### WRITTEN REQUEST
Arrange the items below as a numbered list, omitting any blank lines.

··· RECORDS SHOWN ···

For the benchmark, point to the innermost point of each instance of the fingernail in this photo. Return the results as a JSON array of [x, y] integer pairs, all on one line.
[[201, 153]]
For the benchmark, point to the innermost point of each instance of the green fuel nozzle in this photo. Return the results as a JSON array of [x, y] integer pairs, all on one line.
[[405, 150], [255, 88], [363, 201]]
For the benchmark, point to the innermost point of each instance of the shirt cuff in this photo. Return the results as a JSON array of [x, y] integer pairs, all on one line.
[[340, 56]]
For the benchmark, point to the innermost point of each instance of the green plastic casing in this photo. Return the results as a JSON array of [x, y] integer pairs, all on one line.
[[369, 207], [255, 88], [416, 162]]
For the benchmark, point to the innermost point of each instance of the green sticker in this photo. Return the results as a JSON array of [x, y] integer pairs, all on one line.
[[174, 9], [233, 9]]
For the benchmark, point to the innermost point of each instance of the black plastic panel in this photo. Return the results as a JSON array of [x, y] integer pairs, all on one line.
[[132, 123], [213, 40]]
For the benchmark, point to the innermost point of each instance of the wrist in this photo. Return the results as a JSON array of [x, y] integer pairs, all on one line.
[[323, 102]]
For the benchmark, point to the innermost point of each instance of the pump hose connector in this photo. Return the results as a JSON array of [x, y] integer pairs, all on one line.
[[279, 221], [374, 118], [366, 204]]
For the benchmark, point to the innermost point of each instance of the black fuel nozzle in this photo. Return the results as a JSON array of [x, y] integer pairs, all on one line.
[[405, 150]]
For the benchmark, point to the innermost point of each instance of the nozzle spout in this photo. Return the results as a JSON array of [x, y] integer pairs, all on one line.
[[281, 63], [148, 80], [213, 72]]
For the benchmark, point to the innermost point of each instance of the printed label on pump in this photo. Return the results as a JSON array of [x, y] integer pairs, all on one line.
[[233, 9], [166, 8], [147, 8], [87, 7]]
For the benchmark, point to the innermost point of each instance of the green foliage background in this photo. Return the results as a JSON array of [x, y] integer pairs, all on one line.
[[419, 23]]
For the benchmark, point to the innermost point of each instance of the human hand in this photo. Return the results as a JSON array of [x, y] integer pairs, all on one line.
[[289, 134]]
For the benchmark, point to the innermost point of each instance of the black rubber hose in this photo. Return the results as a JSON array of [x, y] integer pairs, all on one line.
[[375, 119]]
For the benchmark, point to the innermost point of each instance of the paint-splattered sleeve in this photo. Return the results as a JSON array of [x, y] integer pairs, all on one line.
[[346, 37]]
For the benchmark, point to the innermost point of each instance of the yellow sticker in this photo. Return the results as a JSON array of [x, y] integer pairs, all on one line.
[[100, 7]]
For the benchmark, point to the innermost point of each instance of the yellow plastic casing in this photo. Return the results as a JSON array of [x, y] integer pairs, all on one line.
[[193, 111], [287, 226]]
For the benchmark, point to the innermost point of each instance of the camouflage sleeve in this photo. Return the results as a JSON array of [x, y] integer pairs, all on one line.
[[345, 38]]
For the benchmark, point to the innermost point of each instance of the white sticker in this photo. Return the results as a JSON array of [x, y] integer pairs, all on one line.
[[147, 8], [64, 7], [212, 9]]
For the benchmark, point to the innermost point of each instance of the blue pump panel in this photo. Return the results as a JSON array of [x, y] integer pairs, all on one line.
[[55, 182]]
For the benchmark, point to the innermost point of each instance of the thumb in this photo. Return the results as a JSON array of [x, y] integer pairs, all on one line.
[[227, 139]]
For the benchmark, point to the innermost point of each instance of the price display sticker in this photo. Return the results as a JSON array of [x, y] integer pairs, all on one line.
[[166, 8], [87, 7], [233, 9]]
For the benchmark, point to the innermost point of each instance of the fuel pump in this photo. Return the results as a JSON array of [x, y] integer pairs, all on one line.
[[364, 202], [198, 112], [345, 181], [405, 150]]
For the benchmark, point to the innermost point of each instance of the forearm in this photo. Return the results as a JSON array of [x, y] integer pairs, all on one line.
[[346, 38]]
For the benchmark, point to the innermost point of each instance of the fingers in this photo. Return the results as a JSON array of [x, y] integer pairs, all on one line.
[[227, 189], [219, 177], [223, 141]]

···

### COMPLETE RESPONSE
1. For the benchmark, point to the innermost point of each instance of the fingernail in this photo. Return the results as a JSON array of [x, y] integer pairs, all on one line.
2. [[201, 153]]
3. For the benchmark, point to the innermost point of each instance of the green fuel nozzle in this photo. Return the results as a JSON array of [x, y] integer pairs, all on one line.
4. [[405, 150], [255, 88], [363, 201]]
5. For the benchmark, point to the innermost point of each instance of the shirt cuff in this photo. Return the results as a JSON array of [x, y] integer pairs, all on one line.
6. [[340, 56]]
7. For the benchmark, point to the innermost point of each instance of the green plastic casing in this photo. Return the results as a JSON array of [x, y] integer pairs, all on one line.
8. [[369, 207], [255, 88], [416, 162]]
9. For the benchmark, point to the innermost point of each instance of the green sticker in this photo. Return the results as a JSON array of [x, y] integer pairs, all on one line.
10. [[174, 9], [233, 9]]
11. For the benchmark, point to the innermost point of each instance of the black plastic panel in this photo. Return the results as a JSON array of [x, y] integer pairs, all on one line.
12. [[132, 123], [213, 40]]
13. For the benchmark, point to the innermost point of each instance of the wrist in this photo. Return the results as a JSON array of [x, y] integer pairs, all on one line.
14. [[323, 102]]
15. For the benchmark, point to the innermost point of each instance of the pump hose connector in this photo. Return the results as a JSON array of [x, y] integer pairs, all on one line.
16. [[279, 221], [374, 118], [366, 204]]
17. For the benchmark, point to the innermost point of each instance of the black fuel nozzle in this photo. Return the results as a JSON array of [x, y] integer pairs, all on one line.
18. [[405, 150]]
19. For the benchmark, point to the innermost point of each instance of the nozzle spout in this photo. Return the results as a JSON array of [x, y] integer pairs, all on one line.
20. [[281, 63], [148, 80], [213, 72]]
21. For the benchmark, point to the innermost point of each instance of the printed label on pump in this photo. Return the results as a JSON array of [x, y] integer pairs, all on one line.
22. [[233, 9], [166, 8], [147, 8], [87, 7]]
23. For the benchmark, point to the innermost point of each instance of the green foliage background in this photo. Return the results as a JSON array of [x, y] integer pairs, all on one line.
24. [[419, 23]]
25. For the benchmark, point to the innermost point of each instance of the human hand in this photo. Return the results as a JSON array of [x, y] integer pairs, all on one line.
26. [[289, 134]]
27. For the benchmark, point to the innermost point of each instance of the black rubber hose in this photo. Return the results as a JSON array of [x, y] integer pairs, all on one line.
28. [[375, 119]]
29. For the benchmark, point to the innermost point of each instance of the paint-splattered sleeve in this photo. Return the results as a JSON array of [x, y] integer pairs, all on one line.
30. [[346, 37]]
31. For the benchmark, point to the innermost point of each instance of the yellow sticker in this photo. Return the results as a JSON array of [x, y] integer pairs, all on one line.
32. [[100, 7]]
33. For the benchmark, point to the innermost point of each instance of the yellow plastic casing in this photo. Return the results as a JSON array of [x, y] integer pairs, all on one line.
34. [[193, 111], [287, 226]]
35. For the benchmark, point to the innermost point of each instance of the camouflage sleeve in this photo. Return the results as a JSON array of [x, y] integer pairs, all on one line.
36. [[345, 38]]
37. For the benchmark, point to the innermost point of each instance of the white sticker in this photo. Return the results as a JSON array of [x, y] integer pairs, all on one line.
38. [[147, 8], [64, 7], [212, 9]]
39. For the benchmark, point to the innermost point of each instance of the blue pump panel in this photo. Return the results as a JSON array of [x, y] integer pairs, all on one line.
40. [[55, 182]]
41. For the benchmark, point to the innermost point of each instance of the thumb in this photo. Return the results as a JSON array of [x, y] integer pairs, all on one line.
42. [[227, 139]]
43. For the benchmark, point to the innermost point of each instance of the price display sticker in this photo. Return the results as a JSON array of [x, y] integer pairs, all on one line.
44. [[166, 8], [87, 7], [233, 9]]
45. For the benchmark, point to the innermost point of each instance of the fuel pump in this photo. Return the results as a JSON array of [x, y] integer pairs, all on one line.
46. [[364, 202], [198, 112], [345, 181], [405, 150]]
47. For the benchmark, point to the innermost point of each instance of the forearm in this photo. Return the results as a JSON array of [x, y] integer pairs, all on one line.
48. [[346, 38]]
49. For the benchmark, point to the innermost point of each instance of the fingers in this photo. Return the results as a JSON array of [x, y] integer pairs, all on one line.
50. [[227, 189], [219, 177], [223, 141]]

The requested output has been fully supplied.